Speaking more broadly, researchers from UCLA calculated that you get around 0.6-1.0 mg of nicotine from ‘light’ cigarettes and between 1.2 and 1.4 mg of nicotine from ‘regular’ cigarettes.

If we are comparing tobacco cigarettes and e-liquid, it’s also important to compare how the nicotine is absorbed into your body. This is because the absorption process is a big factor in determining how dependent you are on nicotine.

There are many subtle differences between how nicotine is absorbed with smoking compared with how it is absorbed with vaping.

Tobacco cigarettes give your body a powerful blast of nicotine that is very different to e-cigarettes.

With tobacco, nicotine passes through your lung’s membranes, into your bloodstream, to your heart and up to your brain very quickly – within about 10 or 20 seconds.

Cigarette makers also add other substances to cigarettes to enhance nicotine delivery and speed up the absorption process.

In the UK, the Royal College of Physicians found that most nicotine from vaping is absorbed by the mouth and throat rather than the lungs, a different process that does not give a powerful nicotine hit.

They suggest that differences in the speed of nicotine absorption make e-cigarettes less addictive compared with tobacco cigarettes.

They also concluded that e-cigarettes were a good replacement for tobacco, particularly because they reinforced some of the co-stimuli of smoking, such as taste, the sensation of tobacco in the throat and the smells and behaviours of smoking.

What strength vape juice should you choose?

If you are trying to find your ‘smoking equivalency’ in an e-liquid – the e-liquid nicotine level that will deliver a comparable smoking experience - you have to be prepared to experiment.

Although vaping is a good alternative to smoking in many ways, the addictiveness of cigarettes is usually influenced by a variety of factors, not just the nicotine level.

Cigarette manufacturers add other products to cigarettes which enhance nicotine delivery and absorption, these extra products can affect how addicted you are.

Modern e-cigarettes are more than capable of matching your cigarette nicotine experience, but you may have to trial a few liquids and devices before you get the right sensation.

For vapers using advanced box mod kits, we recommend the following strength categories:

  • 0mg/ml – good for people who never smoked tobacco cigarettes and anyone trying to cut out their nicotine dependency altogether.
  • 3mg/ml – good for light smokers and anyone looking to cut down their nicotine dependency.
  • 6mg/ml – good for light to moderate smokers, particularly those who used ‘light’ cigarettes.
  • 12mg/ml+ - good for heavy cigarette smokers and smokers of unfiltered cigarettes.

If you have a smaller vape device like a cigalike or pod vape, then you may want to boost the nicotine strength for reasons outlined below.

Devices and nicotine strength

It’s not all about the e-liquid. Your ideal nicotine experience also depends on how effectively your e-cigarette device will deliver the nicotine into your body.

- **INFORMATION PROVIDED**:

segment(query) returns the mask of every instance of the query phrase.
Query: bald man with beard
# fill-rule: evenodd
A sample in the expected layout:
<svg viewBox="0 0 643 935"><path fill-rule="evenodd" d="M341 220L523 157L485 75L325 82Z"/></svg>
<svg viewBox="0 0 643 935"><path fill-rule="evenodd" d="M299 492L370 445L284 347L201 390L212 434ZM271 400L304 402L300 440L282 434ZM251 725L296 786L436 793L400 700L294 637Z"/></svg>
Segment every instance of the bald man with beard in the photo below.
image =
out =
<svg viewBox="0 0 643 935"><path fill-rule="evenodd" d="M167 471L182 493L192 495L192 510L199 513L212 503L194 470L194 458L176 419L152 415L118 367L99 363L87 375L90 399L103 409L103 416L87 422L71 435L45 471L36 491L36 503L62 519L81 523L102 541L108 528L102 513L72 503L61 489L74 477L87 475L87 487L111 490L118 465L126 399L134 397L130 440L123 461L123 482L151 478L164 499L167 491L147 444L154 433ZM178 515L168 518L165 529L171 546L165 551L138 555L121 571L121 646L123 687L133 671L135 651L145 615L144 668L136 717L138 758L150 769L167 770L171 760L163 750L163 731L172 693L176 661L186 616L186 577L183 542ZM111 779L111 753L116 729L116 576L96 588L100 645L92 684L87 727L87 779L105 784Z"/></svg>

- **WORK REQUEST 1**: Translate this sentence from the passage on nicotine and vaping into Spanish: "Tobacco cigarettes give your body a powerful blast of nicotine that is very different to e-cigarettes."
- **WORK REQUEST 2**: Name every nicotine strength category that the passage on nicotine and vaping recommends for vapers using advanced box mod kits.
- **WORK REQUEST 3**: From the passage on nicotine and vaping, reproduce word for word the part that opens with the words containing "In the UK, the" and closes with "with tobacco cigarettes.".

- **EXERCISE OUTPUT 1**: Los cigarrillos de tabaco le dan a tu cuerpo una potente descarga de nicotina que es muy diferente a la de los cigarrillos electrónicos.

- **EXERCISE OUTPUT 2**:
0mg/ml
3mg/ml
6mg/ml
12mg/ml+

- **EXERCISE OUTPUT 3**:
In the UK, the Royal College of Physicians found that most nicotine from vaping is absorbed by the mouth and throat rather than the lungs, a different process that does not give a powerful nicotine hit.

They suggest that differences in the speed of nicotine absorption make e-cigarettes less addictive compared with tobacco cigarettes.